[Page extract]:
* BEGIN *
# Dio Has Passed Away



## immortalgropher (Feb 16, 2010)

=(.

RIP.:hissyfit:

"Today my heart is broken, Ronnie passed away at 7:45am 16th May. Many, many friends and family were able to say their private good-byes before he peacefully passed away. Ronnie knew how much he was loved by all. We so appreciate the love and support that you have all given us. Please give us a few days of privacy to deal with this terrible loss. Please know he loved you all and his music will live on forever." - Wendy Dio

http://www.ronniejamesdio.com/


----------



## tcarcio (Jun 27, 2007)

I can't believe it. I didn't even know he was sick. I loved Dio growing up and have most of his music. So sad..........RIP Ronnie.:sad:


----------



## marcomambretti (Dec 6, 2010)

R.I.P Ronnie
One of the best hard rock singers, great composer, and good man.

Now he is a raimbow in the dark...


----------



## 123loomis (Feb 4, 2010)

he was truly one of the greats will all miss ya ronnie holy diver will never die.


----------



## ironglen (Mar 4, 2009)

tcarcio said:


> I can't believe it. I didn't even know he was sick. I loved Dio growing up and have most of his music. So sad..........RIP Ronnie.:sad:


He was undergoing chemo and took a turn for the worse really quick. 

Holy Diver was one of my first metal albums and I felt it was his best with Dio. I just loved the guitar work by Vivian Campbell, and the album hadn't a bad track on it- only good ones and great ones: a rarity for sure for a musician of any genre.


----------
* END *
[Information supplied]:
* BEGIN *
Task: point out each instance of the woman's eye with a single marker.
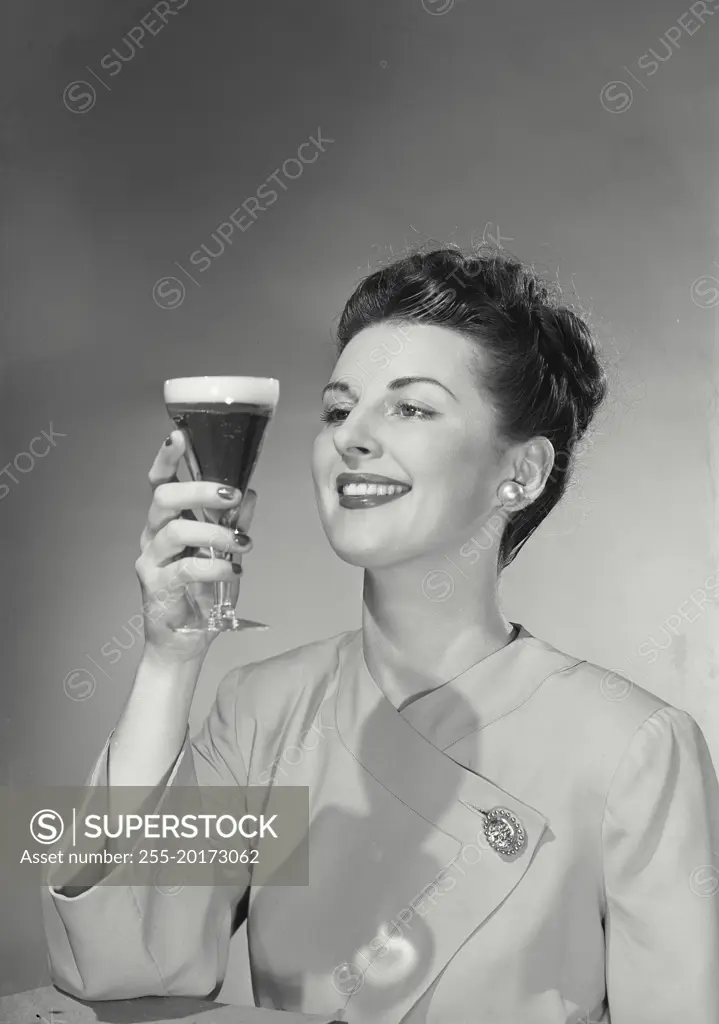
* END *
[Aim 1]: In the forum thread on Dio's passing, whose guitar work on Holy Diver does ironglen say he loved?
[Aim 2]: Retype the forum thread on Dio's passing from "Now he is a" up to and including "will never die.".

[Worked answer 1]: Vivian Campbell's

[Worked answer 2]:
Now he is a raimbow in the dark...


----------



## 123loomis (Feb 4, 2010)

he was truly one of the greats will all miss ya ronnie holy diver will never die.